- [Data for this exercise]:

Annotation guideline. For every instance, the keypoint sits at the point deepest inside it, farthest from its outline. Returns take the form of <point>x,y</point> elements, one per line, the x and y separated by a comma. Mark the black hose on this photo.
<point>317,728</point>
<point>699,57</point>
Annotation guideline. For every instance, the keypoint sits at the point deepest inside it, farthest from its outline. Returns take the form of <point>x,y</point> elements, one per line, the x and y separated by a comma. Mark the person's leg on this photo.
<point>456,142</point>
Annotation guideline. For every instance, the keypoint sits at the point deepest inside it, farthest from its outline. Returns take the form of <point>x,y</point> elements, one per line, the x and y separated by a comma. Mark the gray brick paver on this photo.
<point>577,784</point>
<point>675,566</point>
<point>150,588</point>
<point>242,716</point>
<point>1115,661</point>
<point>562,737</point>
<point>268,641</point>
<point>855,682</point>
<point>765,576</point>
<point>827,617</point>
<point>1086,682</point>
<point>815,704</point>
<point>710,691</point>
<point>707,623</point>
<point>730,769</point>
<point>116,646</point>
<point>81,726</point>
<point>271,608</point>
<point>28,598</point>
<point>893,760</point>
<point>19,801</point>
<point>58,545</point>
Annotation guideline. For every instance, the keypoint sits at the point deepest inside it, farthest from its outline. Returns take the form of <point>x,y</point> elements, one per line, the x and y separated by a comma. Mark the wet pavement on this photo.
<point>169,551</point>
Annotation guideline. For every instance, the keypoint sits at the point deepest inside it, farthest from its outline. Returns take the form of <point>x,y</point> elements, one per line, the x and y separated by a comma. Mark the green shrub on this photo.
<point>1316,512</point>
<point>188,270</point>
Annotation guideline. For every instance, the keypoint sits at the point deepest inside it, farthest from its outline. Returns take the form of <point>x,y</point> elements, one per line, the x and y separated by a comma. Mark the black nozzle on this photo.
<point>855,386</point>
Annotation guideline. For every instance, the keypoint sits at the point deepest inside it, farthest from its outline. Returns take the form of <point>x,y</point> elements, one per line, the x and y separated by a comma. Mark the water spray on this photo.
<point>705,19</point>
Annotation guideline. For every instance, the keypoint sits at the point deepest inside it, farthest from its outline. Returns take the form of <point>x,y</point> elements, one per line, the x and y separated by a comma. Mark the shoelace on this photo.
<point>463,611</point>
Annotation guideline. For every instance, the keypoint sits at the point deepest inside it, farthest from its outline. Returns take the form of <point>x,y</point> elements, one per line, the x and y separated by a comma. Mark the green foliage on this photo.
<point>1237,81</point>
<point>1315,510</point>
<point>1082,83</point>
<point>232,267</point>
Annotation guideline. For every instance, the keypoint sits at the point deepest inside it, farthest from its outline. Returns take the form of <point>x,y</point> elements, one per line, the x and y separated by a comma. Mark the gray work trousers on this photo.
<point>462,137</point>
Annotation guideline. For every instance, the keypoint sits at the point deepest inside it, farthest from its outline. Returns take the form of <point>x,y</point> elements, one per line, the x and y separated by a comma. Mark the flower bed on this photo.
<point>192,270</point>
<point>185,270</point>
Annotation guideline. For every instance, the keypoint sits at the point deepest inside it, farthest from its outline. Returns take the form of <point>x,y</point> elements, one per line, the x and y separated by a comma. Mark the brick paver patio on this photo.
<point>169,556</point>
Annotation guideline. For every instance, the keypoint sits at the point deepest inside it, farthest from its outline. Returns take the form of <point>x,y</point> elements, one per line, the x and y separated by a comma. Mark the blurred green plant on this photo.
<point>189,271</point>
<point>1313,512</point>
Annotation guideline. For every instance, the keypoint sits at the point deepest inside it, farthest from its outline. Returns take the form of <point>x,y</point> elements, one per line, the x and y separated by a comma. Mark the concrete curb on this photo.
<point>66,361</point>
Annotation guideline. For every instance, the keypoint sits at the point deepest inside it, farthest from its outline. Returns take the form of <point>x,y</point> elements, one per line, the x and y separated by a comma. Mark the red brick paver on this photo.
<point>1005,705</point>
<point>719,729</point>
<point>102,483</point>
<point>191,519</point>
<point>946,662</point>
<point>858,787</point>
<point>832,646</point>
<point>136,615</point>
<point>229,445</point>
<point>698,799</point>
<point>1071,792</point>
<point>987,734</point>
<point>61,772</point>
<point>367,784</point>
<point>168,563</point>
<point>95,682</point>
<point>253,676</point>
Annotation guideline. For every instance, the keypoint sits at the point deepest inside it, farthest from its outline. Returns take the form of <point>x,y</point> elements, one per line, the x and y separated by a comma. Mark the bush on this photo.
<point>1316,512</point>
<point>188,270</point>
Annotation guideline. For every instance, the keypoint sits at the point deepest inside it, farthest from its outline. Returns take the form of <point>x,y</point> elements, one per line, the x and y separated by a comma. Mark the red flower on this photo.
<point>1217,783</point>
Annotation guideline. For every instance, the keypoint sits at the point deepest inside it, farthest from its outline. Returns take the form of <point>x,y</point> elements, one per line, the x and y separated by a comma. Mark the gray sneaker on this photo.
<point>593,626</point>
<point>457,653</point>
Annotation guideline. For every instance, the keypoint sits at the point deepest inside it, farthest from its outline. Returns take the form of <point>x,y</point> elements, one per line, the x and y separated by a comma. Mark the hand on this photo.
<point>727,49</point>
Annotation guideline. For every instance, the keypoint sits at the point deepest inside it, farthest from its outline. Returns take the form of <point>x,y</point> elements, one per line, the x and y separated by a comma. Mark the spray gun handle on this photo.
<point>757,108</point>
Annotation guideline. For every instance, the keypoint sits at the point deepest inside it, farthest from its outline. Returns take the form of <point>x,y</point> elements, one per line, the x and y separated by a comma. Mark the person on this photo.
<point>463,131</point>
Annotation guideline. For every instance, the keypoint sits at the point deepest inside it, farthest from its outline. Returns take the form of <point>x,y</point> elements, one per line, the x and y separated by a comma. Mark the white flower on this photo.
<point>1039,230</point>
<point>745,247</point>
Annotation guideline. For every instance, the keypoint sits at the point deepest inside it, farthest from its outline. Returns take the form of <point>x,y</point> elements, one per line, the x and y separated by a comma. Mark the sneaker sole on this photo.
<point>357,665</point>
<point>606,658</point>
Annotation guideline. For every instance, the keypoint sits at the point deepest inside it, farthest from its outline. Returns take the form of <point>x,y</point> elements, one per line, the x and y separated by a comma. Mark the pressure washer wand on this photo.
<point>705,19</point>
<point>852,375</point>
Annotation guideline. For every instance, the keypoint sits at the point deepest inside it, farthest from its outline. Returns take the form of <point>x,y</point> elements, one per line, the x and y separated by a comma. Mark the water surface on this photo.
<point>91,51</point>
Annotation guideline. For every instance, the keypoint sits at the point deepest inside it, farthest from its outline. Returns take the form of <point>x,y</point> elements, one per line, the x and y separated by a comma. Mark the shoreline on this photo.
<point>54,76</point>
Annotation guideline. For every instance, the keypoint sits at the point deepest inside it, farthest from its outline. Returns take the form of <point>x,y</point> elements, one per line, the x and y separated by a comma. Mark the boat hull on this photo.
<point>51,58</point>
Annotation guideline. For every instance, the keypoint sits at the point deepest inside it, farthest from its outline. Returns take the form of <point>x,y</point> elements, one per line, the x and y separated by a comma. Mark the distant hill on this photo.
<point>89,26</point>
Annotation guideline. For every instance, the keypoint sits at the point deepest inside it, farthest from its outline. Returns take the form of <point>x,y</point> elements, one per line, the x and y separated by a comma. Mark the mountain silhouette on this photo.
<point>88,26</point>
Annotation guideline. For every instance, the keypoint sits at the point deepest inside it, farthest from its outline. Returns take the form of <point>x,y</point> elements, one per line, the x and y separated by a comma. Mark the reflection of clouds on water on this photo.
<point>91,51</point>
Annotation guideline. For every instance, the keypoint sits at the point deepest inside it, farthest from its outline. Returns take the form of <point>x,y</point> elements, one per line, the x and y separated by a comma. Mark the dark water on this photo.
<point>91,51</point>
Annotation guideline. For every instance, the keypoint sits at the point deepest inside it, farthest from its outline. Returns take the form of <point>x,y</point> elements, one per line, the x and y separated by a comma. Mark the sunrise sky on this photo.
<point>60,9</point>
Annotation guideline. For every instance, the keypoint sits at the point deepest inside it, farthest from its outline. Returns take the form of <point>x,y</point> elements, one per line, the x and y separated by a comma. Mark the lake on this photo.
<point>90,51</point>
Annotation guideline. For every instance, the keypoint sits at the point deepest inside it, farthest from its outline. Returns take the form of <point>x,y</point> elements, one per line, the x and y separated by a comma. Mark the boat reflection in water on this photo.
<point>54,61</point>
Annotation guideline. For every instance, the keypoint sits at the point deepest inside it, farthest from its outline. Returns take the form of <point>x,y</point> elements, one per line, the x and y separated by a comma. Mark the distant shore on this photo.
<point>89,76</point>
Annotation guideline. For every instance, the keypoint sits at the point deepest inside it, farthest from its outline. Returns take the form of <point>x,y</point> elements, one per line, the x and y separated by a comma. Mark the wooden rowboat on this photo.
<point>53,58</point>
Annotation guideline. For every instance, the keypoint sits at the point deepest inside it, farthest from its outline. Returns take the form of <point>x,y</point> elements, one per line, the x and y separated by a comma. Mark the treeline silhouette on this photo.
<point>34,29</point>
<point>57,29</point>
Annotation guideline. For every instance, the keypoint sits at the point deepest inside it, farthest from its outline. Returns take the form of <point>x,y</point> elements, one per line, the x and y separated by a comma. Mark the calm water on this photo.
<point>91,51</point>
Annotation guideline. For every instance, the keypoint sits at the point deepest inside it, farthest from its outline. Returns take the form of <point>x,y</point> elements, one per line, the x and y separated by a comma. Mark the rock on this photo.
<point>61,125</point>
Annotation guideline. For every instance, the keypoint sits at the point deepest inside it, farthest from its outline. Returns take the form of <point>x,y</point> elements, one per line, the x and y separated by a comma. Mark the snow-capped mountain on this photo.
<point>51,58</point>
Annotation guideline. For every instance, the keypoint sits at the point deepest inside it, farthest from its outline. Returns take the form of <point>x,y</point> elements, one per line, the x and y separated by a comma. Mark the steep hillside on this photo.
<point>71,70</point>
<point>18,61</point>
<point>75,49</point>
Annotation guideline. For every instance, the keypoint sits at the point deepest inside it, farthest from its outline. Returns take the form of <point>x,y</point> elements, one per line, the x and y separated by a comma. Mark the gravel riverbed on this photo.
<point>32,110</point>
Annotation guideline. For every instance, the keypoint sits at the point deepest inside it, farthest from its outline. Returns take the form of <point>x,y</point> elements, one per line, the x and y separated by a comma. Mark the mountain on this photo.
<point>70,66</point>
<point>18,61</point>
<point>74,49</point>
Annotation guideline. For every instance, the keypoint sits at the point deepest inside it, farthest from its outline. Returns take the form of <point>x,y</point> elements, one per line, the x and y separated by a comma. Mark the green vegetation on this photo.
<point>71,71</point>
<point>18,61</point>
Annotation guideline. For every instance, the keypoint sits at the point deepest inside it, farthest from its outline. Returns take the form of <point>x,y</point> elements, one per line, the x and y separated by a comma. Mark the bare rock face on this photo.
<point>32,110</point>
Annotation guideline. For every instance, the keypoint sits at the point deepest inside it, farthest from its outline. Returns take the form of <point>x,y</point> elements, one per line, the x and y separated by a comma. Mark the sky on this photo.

- [Brief]: Repeat the lines from the one containing "snow-capped mountain on this photo." through the end of the listing, exactly and without any other lines; both ends are included.

- [Exercise output]:
Annotation guideline. For every instance, the keypoint sits at the point deepest inside it, farthest from its outline. Returns take the form of <point>x,y</point> elements, one per line, the x and y separated by a comma. Mark the snow-capped mountain on this photo.
<point>51,58</point>
Annotation guideline. For every instance, the keypoint sits at the point deepest inside it, farthest from its outline. Returns take the form of <point>x,y</point> elements, one per line, the x and y separated by a comma. Mark the steep hillside on this photo.
<point>71,70</point>
<point>18,61</point>
<point>75,49</point>
Annotation guideline. For every instance, the keypoint sits at the point deepest inside it, farthest from its outline. Returns take the form of <point>x,y</point> elements, one per line, the x and y separated by a comma. Mark the gravel riverbed on this photo.
<point>32,110</point>
Annotation guideline. For every instance, the keypoint sits at the point deepest inside it, farthest from its outline. Returns take the form of <point>x,y</point> elements, one per line, the x and y separated by a comma. Mark the mountain on this photo.
<point>70,66</point>
<point>18,61</point>
<point>74,49</point>
Annotation guideline. For every instance, the keypoint sits at the point deepest inside it, farthest from its outline. Returns take the form of <point>x,y</point> elements, one per line, the x and y separated by a comma. Mark the green vegetation on this photo.
<point>71,71</point>
<point>18,61</point>
Annotation guideline. For every instance, the keypoint sits at the point deepest inside it, farthest from its outline. Returns take the form of <point>x,y</point> elements, one per line, the x and y separated by a comma. Mark the bare rock face on this photo.
<point>32,110</point>
Annotation guideline. For every instance, the keypoint sits at the point deepest inside it, farthest from its outline. Returns take the form of <point>x,y</point> elements, one per line, the x and y separated by a comma. Mark the sky on this photo.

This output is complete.